- [ABOUT THIS TASK] Return a copy of each line in the listing that includes the word "blue".

- [DATA SHOWN]
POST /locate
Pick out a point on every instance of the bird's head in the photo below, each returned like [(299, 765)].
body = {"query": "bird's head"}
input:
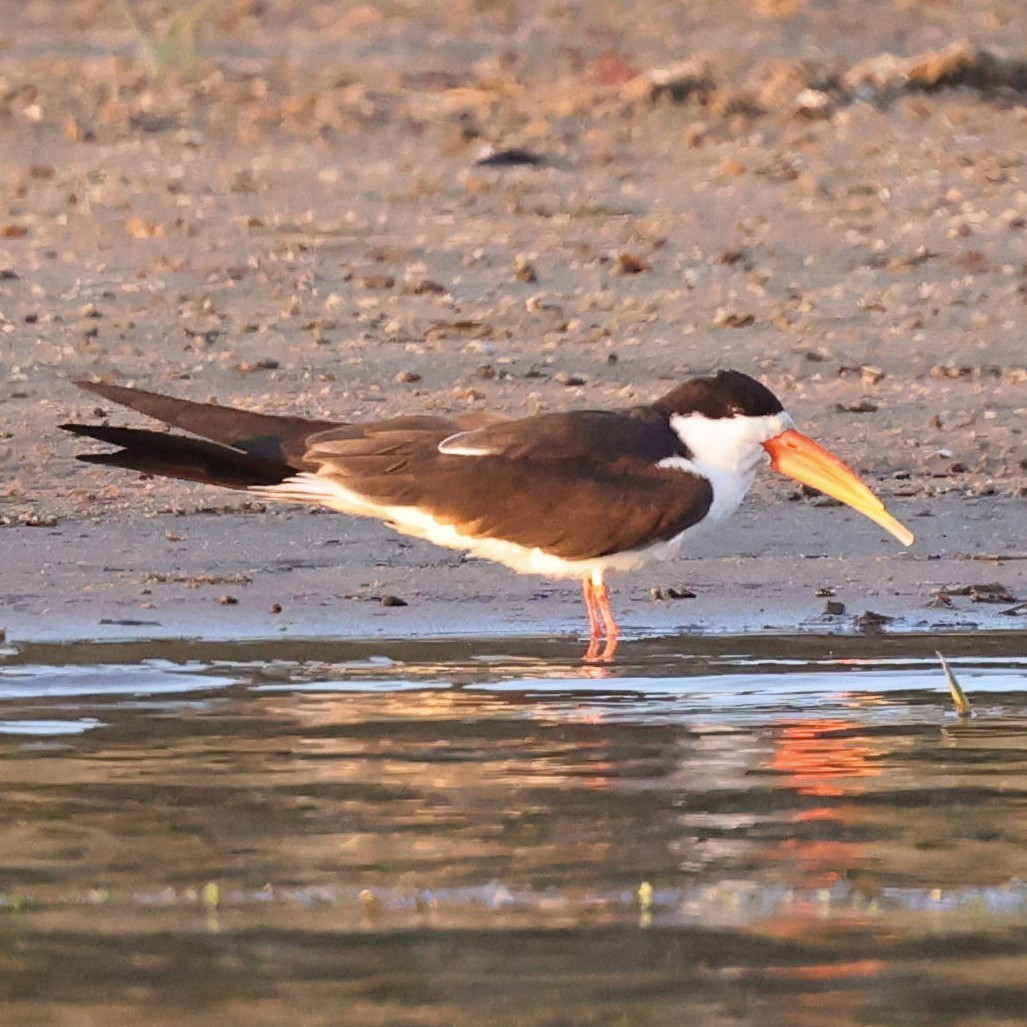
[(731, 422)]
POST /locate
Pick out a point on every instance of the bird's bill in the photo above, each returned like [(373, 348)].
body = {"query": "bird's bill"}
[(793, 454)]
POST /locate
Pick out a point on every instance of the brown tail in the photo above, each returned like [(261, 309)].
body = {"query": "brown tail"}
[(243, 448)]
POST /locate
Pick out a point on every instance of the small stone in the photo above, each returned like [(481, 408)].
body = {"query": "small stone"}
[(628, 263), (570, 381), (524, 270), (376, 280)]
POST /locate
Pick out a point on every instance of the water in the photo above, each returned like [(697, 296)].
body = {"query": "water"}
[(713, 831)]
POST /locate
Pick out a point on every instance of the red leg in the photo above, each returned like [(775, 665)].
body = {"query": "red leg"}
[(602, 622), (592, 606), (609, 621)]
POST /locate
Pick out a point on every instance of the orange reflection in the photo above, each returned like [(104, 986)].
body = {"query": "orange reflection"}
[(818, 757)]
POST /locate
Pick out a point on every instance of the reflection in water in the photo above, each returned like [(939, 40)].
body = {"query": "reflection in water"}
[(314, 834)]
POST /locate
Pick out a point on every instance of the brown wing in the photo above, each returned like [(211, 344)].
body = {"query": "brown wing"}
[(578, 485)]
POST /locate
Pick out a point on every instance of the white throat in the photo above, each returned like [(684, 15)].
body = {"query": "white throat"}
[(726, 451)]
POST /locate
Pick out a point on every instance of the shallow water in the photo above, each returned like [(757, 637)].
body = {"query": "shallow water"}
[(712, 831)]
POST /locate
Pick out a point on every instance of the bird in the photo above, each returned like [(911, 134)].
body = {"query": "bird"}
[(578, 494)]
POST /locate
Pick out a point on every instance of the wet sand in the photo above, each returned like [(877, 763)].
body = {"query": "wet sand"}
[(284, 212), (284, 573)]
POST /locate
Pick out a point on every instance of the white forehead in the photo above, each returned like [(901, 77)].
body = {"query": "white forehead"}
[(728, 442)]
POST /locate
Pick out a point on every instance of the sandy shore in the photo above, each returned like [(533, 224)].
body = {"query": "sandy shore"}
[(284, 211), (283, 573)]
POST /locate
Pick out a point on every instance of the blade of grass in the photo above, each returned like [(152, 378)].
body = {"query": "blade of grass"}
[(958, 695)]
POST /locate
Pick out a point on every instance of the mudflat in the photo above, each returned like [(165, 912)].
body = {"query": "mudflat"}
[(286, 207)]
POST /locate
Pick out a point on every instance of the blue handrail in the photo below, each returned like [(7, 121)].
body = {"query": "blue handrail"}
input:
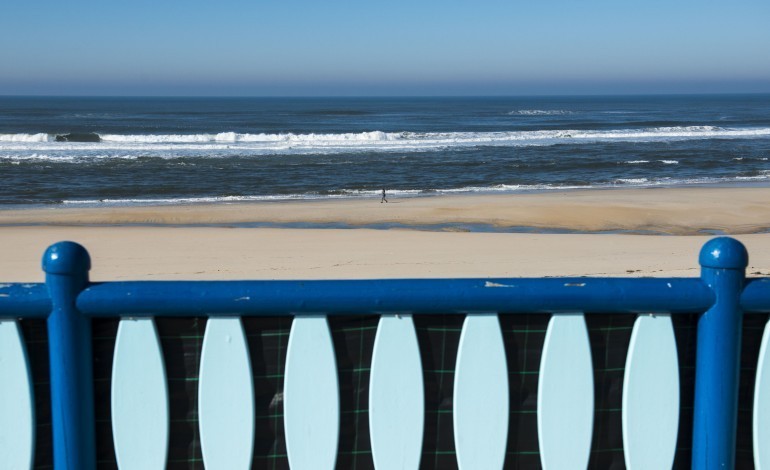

- [SOLUTION FOR THIS TASK]
Pick out a point on every instance of the blue handrail in the photo below, each returned like [(7, 121)].
body = {"query": "blue handrail"}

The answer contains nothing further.